■ **Task instructions**
1. Reproduce the Father Jack article from "Kelly had a" to "always incomprehensibly drunk.".
2. In the Father Jack article, how old was Frank Kelly when he died?
3. Summarize the Father Jack article in two sentences.

═══ Given passage ═══

Frank Kelly's six best moments as Father Jack
Six highlights from Frank Kelly's career-defining role as alcoholic misanthrope Father Jack

Frank Kelly, the actor who played Father Jack in Father Ted, has died aged 77.
Kelly had a 60-year career in comedy and soap acting, but it was his role as the curmudgeonly alcoholic Father Jack Hackett that made him a household name.
He played opposite the eponymous Ted (Dermot Morgan), who filled a relatively straight role as the put-upon parish priest banished to Craggy Island for an unspecified financial misdemeanour.
There, Ted was forced to share a house with the hapless Father Dougal, the tea-obsessed Mrs Doyle and Kelly's misanthropic tour de force Father Jack, who was almost always incomprehensibly drunk.
The show's writers put it best: "Father Jack has not been sober since 1936. His vocabulary consists of three words, only two of them printable."

═══ Excerpted records ═══

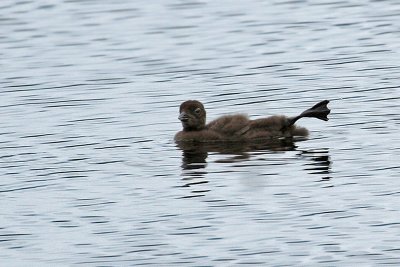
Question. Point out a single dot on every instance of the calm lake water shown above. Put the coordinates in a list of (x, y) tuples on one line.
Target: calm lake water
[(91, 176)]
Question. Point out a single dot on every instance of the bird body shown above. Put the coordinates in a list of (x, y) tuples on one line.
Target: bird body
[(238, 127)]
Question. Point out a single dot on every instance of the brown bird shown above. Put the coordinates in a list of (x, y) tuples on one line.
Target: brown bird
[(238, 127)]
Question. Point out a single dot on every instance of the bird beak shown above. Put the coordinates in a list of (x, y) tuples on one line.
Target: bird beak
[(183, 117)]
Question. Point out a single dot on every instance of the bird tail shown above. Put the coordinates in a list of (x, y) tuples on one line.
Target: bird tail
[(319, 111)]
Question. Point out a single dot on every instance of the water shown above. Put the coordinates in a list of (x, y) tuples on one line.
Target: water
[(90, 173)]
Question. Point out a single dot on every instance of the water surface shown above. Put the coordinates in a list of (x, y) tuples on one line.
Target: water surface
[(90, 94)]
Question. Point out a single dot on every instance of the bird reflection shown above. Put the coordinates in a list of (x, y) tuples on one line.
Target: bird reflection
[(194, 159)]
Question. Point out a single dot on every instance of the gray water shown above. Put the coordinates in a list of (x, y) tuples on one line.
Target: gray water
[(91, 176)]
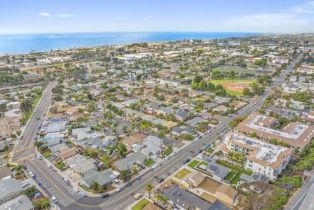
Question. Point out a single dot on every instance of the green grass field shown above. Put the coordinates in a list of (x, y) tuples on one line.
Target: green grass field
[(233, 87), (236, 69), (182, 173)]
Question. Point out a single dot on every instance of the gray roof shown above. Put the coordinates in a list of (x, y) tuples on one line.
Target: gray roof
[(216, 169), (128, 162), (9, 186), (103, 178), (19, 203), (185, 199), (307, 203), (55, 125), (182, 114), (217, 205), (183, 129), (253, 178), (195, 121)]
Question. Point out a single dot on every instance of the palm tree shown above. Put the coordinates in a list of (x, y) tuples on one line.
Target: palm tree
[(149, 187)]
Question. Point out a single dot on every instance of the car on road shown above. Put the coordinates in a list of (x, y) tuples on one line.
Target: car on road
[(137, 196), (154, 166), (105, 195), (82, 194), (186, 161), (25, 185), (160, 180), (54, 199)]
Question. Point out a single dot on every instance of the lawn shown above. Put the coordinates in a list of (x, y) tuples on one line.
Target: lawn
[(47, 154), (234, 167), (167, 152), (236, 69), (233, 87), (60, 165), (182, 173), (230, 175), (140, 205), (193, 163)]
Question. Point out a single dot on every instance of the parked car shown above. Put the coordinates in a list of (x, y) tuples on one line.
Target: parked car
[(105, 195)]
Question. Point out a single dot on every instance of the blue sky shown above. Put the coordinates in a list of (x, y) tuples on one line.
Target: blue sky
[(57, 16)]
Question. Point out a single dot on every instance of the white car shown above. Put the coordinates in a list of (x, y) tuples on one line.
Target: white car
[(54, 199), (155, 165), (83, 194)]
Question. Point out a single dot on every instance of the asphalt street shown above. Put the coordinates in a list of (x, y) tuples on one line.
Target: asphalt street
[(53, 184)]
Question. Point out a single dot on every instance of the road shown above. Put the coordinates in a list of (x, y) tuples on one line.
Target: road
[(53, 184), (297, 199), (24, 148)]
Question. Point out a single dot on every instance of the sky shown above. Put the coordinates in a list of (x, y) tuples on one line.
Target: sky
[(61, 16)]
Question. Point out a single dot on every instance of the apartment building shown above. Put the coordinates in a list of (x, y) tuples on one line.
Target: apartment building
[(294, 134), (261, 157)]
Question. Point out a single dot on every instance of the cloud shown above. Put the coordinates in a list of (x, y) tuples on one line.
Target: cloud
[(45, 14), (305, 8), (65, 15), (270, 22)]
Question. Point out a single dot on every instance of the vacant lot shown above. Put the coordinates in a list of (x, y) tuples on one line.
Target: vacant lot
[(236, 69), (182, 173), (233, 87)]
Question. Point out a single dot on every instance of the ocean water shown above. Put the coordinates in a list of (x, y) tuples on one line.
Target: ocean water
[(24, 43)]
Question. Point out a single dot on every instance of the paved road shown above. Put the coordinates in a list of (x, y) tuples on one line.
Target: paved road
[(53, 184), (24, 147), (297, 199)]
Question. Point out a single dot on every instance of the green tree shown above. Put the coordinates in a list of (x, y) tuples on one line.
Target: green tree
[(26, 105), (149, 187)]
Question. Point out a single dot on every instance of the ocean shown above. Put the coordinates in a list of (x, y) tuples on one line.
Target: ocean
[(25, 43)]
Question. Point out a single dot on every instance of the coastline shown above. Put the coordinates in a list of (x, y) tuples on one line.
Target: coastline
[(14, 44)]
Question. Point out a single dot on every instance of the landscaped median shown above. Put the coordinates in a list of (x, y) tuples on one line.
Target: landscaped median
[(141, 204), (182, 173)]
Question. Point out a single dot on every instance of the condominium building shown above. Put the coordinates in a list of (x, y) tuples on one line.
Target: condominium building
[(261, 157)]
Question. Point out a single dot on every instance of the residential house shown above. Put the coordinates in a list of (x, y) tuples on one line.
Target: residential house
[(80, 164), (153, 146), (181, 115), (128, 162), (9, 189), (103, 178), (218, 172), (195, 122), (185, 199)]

═══

■ **Solutions for each task**
1.
Kelly had a 60-year career in comedy and soap acting, but it was his role as the curmudgeonly alcoholic Father Jack Hackett that made him a household name.
He played opposite the eponymous Ted (Dermot Morgan), who filled a relatively straight role as the put-upon parish priest banished to Craggy Island for an unspecified financial misdemeanour.
There, Ted was forced to share a house with the hapless Father Dougal, the tea-obsessed Mrs Doyle and Kelly's misanthropic tour de force Father Jack, who was almost always incomprehensibly drunk.

2. He was 77.

3. Frank Kelly, who played the almost always drunk Father Jack Hackett in Father Ted, has died aged 77. He had a 60-year career in comedy and soap acting, but that role alongside Ted, Father Dougal and Mrs Doyle on Craggy Island made him a household name.